* 作業内容 1
補助金についての文章のうち、「この新型コロナ、『補助金』に」から「執筆者:長崎元(ながさき はじめ)」までを、両端の語句も含めてそのまま書き出してください。

* 対象の文章
---*---

この新型コロナ、『補助金』についても世間に影響を与えました。例えば、事業再構築補助金。新型コロナの影響を受けた事業者が、ポストコロナ・ウィズコロナを見据え、思い切った事業再構築を行うことを支援するために生まれた補助金です。
 
この補助金は、来期も継続されることが発表されました。他にも、人との接触を減らすことを目的とした補助金も登場しました。
 
補助金は、何かを始めるときに金銭的なサポートを受けられる制度です。しかし、いざ補助金を使おうとなったら、ご自身で申請できるでしょうか? 補助金は種類も多く、申請方法なども異なります。
 
そこで今回は、補助金を利用する前に、最低限知っておきたいことについてまとめてみます。
長崎元

執筆者:長崎元(ながさき はじめ)

行政書士/特定行政書士
長崎元行政書士事務所 代表

学校を卒業後、IT企業に就職。約15年勤めた後、行政書士として開業。前職で培ったITの技術と知識を活かし、効率的で、お客様にストレスのかからないサービスを提供している。主な取扱業務は、「許可の取得」や「補助金の申請」。

長崎元行政書士事務所 HP
https://www.office-hnagasaki.com/

知っておきたいこと(1) 補助金には種類がある

ひと言に補助金といっても、いくつもの種類に分けられています。そして、それぞれに【政策目標】と呼ばれる、補助金の趣旨・目的が設定されています。
 
事業者さんがやりたいことがあっても、それが補助金の政策目標に沿っていないと、いくら申請しても補助金はおりません。そのため、数ある補助金の中から、自身が行おうとしている事業にマッチする補助金を見つけることが不可欠です。
 
一例として、よく使われる補助金と、その政策目標を挙げます。
 


(中小企業庁「ものづくり補助金とは」(※1)、中小企業庁「小規模事業者持続化補助金(一般型)」(※2)、中央企業庁「事業再構築補助金」(※3)などを参考に、筆者作成)

---*---

* 抽出レコード
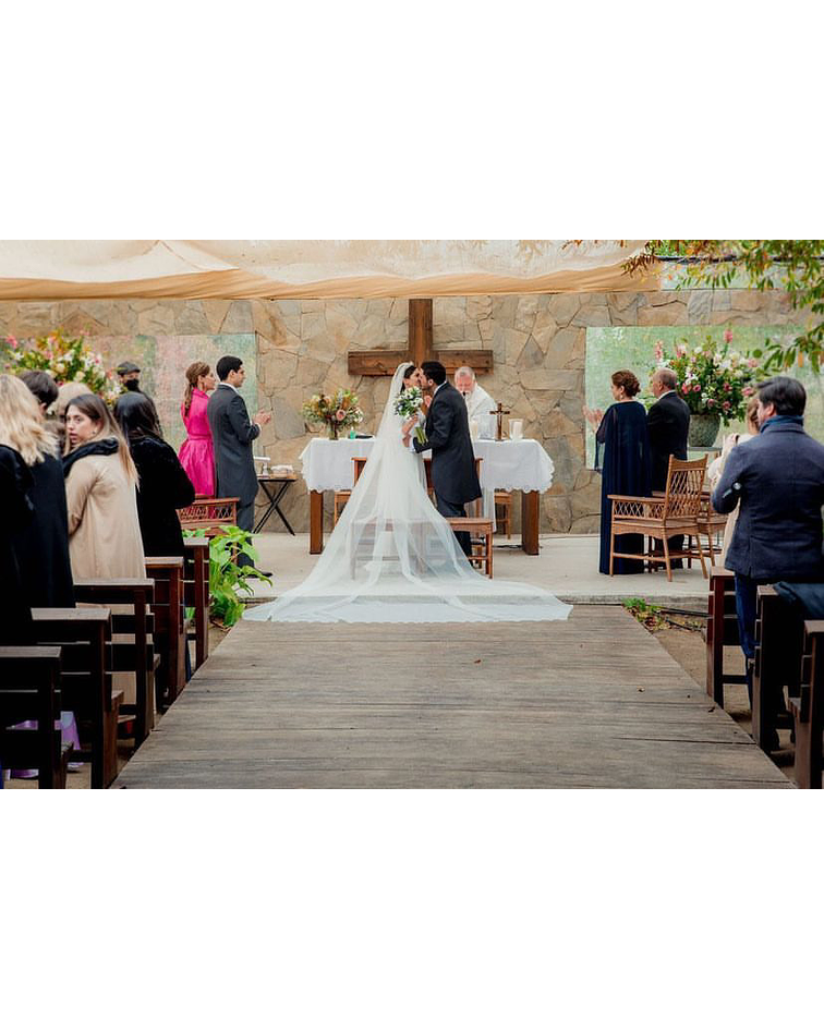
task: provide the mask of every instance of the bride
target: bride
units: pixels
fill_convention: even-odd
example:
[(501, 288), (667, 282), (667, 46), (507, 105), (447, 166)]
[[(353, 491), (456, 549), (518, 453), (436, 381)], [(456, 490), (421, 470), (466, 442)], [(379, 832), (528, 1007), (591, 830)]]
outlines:
[(280, 622), (488, 622), (566, 619), (571, 605), (538, 586), (492, 580), (469, 562), (429, 499), (423, 459), (403, 444), (395, 401), (414, 383), (395, 372), (358, 483), (315, 568), (245, 619)]

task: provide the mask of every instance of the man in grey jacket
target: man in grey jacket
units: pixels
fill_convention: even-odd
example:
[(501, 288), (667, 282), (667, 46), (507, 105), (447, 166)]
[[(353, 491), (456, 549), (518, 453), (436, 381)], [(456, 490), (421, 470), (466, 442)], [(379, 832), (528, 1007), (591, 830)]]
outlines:
[[(240, 358), (221, 358), (215, 371), (220, 383), (209, 398), (206, 416), (215, 447), (216, 492), (218, 497), (240, 497), (238, 525), (251, 533), (257, 497), (257, 473), (252, 460), (252, 441), (257, 439), (260, 427), (271, 420), (271, 415), (258, 411), (254, 421), (250, 422), (246, 403), (238, 392), (246, 378)], [(252, 562), (245, 555), (240, 555), (238, 565)]]
[[(713, 493), (716, 511), (732, 511), (740, 505), (725, 565), (736, 573), (750, 702), (758, 587), (781, 580), (824, 580), (824, 446), (804, 433), (805, 405), (807, 392), (798, 379), (774, 376), (759, 384), (759, 436), (729, 452)], [(780, 710), (783, 698), (774, 703)], [(778, 747), (777, 739), (772, 746)]]

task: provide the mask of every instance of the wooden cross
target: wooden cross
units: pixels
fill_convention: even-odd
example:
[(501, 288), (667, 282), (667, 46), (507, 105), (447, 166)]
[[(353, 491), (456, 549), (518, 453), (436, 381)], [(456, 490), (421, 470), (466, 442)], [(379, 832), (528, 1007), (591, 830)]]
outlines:
[(448, 375), (468, 365), (476, 375), (493, 371), (490, 350), (443, 350), (433, 348), (432, 298), (409, 302), (409, 342), (405, 350), (350, 351), (349, 374), (353, 376), (391, 376), (402, 361), (419, 367), (427, 360), (439, 361)]
[(504, 405), (501, 404), (500, 401), (498, 401), (498, 407), (495, 409), (495, 411), (490, 411), (489, 414), (498, 416), (498, 435), (495, 437), (495, 439), (502, 440), (504, 439), (504, 415), (511, 415), (512, 412), (505, 411)]

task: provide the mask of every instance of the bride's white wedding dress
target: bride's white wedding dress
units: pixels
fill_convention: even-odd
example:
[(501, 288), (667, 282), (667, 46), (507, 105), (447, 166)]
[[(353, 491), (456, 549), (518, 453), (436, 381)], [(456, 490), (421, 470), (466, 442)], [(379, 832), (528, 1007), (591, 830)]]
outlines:
[(429, 500), (422, 459), (401, 439), (392, 378), (369, 460), (313, 571), (244, 619), (279, 622), (493, 622), (566, 619), (571, 605), (524, 583), (490, 580), (469, 564)]

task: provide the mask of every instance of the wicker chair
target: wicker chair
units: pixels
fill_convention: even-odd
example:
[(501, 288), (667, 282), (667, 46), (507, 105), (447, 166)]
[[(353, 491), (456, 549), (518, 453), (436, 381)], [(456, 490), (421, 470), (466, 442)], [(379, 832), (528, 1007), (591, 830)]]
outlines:
[[(672, 558), (687, 558), (692, 552), (670, 552), (667, 542), (670, 536), (690, 534), (695, 537), (701, 569), (704, 579), (707, 579), (699, 526), (705, 471), (706, 455), (696, 461), (680, 461), (670, 455), (667, 486), (663, 496), (626, 497), (620, 494), (608, 495), (613, 502), (613, 525), (609, 540), (610, 575), (613, 575), (614, 558), (644, 558), (651, 564), (666, 566), (667, 580), (671, 583), (672, 569), (670, 560)], [(616, 550), (616, 537), (628, 533), (641, 533), (652, 540), (659, 540), (664, 545), (663, 555), (656, 554), (652, 548), (643, 555), (628, 555)]]

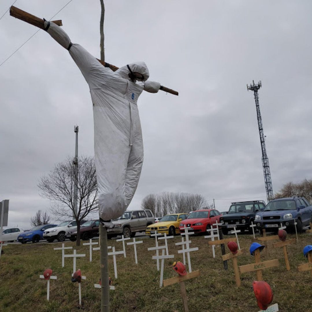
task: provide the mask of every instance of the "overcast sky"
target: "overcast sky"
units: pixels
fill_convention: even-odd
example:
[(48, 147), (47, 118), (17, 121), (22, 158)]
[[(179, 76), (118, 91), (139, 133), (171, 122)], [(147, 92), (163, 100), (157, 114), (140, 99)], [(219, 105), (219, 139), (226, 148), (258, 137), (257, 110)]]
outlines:
[[(0, 17), (13, 0), (2, 0)], [(49, 19), (68, 0), (17, 0)], [(104, 0), (105, 60), (138, 61), (151, 80), (179, 91), (144, 92), (138, 102), (144, 160), (129, 206), (163, 191), (200, 194), (216, 208), (266, 200), (253, 93), (259, 91), (273, 191), (312, 178), (312, 2)], [(61, 19), (71, 41), (100, 58), (100, 2), (73, 0)], [(0, 64), (38, 29), (0, 20)], [(0, 200), (9, 199), (8, 226), (30, 227), (50, 203), (43, 175), (79, 152), (93, 156), (89, 87), (68, 52), (40, 31), (0, 66)]]

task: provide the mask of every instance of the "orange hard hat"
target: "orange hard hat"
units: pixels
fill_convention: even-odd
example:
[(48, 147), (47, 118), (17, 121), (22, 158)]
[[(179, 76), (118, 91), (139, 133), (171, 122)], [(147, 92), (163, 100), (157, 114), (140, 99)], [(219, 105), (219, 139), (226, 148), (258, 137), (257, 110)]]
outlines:
[(261, 310), (266, 310), (273, 300), (271, 286), (266, 282), (255, 280), (252, 283), (252, 287), (258, 306)]
[(173, 270), (180, 275), (186, 275), (188, 274), (185, 266), (181, 261), (175, 261), (172, 265)]

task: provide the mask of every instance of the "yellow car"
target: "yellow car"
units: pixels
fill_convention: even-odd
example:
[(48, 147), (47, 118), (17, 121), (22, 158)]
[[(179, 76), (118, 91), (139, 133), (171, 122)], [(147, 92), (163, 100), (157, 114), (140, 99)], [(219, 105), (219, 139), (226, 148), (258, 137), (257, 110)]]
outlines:
[(179, 226), (182, 220), (186, 219), (188, 216), (188, 213), (174, 213), (166, 215), (163, 217), (157, 223), (149, 225), (146, 228), (145, 233), (150, 236), (155, 231), (158, 233), (174, 235), (180, 234)]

---*---

* 作業内容 2
レコードのうち、「task: provide the mask of every instance of the wicker」を含む行から「261), (172, 265)]」を含む行までを、両端の行も含めて一字も変えずに出力してください。回答には画像を入れないでください。

* 回答全文 1
この新型コロナ、『補助金』についても世間に影響を与えました。例えば、事業再構築補助金。新型コロナの影響を受けた事業者が、ポストコロナ・ウィズコロナを見据え、思い切った事業再構築を行うことを支援するために生まれた補助金です。
 
この補助金は、来期も継続されることが発表されました。他にも、人との接触を減らすことを目的とした補助金も登場しました。
 
補助金は、何かを始めるときに金銭的なサポートを受けられる制度です。しかし、いざ補助金を使おうとなったら、ご自身で申請できるでしょうか? 補助金は種類も多く、申請方法なども異なります。
 
そこで今回は、補助金を利用する前に、最低限知っておきたいことについてまとめてみます。
長崎元

執筆者:長崎元(ながさき はじめ)

* 回答全文 2
task: provide the mask of every instance of the wicker chair
target: wicker chair
units: pixels
fill_convention: even-odd
example:
[(501, 288), (667, 282), (667, 46), (507, 105), (447, 166)]
[[(353, 491), (456, 549), (518, 453), (436, 381)], [(456, 490), (421, 470), (466, 442)], [(379, 832), (528, 1007), (591, 830)]]
outlines:
[[(672, 558), (687, 558), (692, 552), (670, 552), (667, 542), (670, 536), (690, 534), (695, 537), (701, 569), (704, 579), (707, 579), (699, 526), (705, 471), (706, 455), (696, 461), (680, 461), (670, 455), (667, 486), (663, 496), (626, 497), (620, 494), (608, 495), (613, 502), (613, 525), (609, 540), (610, 575), (613, 575), (614, 558), (644, 558), (651, 564), (666, 566), (667, 580), (671, 583), (672, 569), (670, 560)], [(616, 550), (616, 537), (628, 533), (641, 533), (652, 540), (659, 540), (664, 545), (663, 555), (656, 554), (652, 548), (643, 555), (628, 555)]]

task: provide the mask of every instance of the "overcast sky"
target: "overcast sky"
units: pixels
fill_convention: even-odd
example:
[(48, 147), (47, 118), (17, 121), (22, 158)]
[[(179, 76), (118, 91), (139, 133), (171, 122)], [(147, 92), (163, 100), (157, 114), (140, 99)], [(219, 105), (219, 139), (226, 148), (258, 137), (257, 110)]]
outlines:
[[(0, 17), (13, 0), (2, 0)], [(49, 19), (68, 0), (17, 0)], [(104, 0), (105, 60), (138, 61), (151, 80), (179, 91), (144, 92), (138, 102), (144, 160), (129, 206), (163, 191), (200, 194), (216, 208), (266, 200), (253, 93), (259, 91), (273, 191), (312, 178), (312, 2)], [(61, 19), (71, 41), (100, 58), (100, 2), (73, 0)], [(0, 64), (38, 29), (0, 20)], [(0, 200), (9, 199), (8, 226), (30, 227), (50, 203), (43, 175), (79, 152), (93, 156), (89, 87), (68, 52), (40, 31), (0, 66)]]

task: provide the mask of every instance of the "orange hard hat"
target: "orange hard hat"
units: pixels
fill_convention: even-odd
example:
[(48, 147), (47, 118), (17, 121), (22, 158)]
[[(179, 76), (118, 91), (139, 133), (171, 122)], [(147, 92), (163, 100), (157, 114), (140, 99)], [(219, 105), (219, 139), (226, 148), (258, 137), (257, 110)]]
outlines:
[(261, 310), (266, 310), (273, 300), (271, 286), (266, 282), (255, 280), (252, 283), (252, 287), (258, 306)]
[(173, 270), (180, 275), (186, 275), (188, 274), (185, 266), (181, 261), (175, 261), (172, 265)]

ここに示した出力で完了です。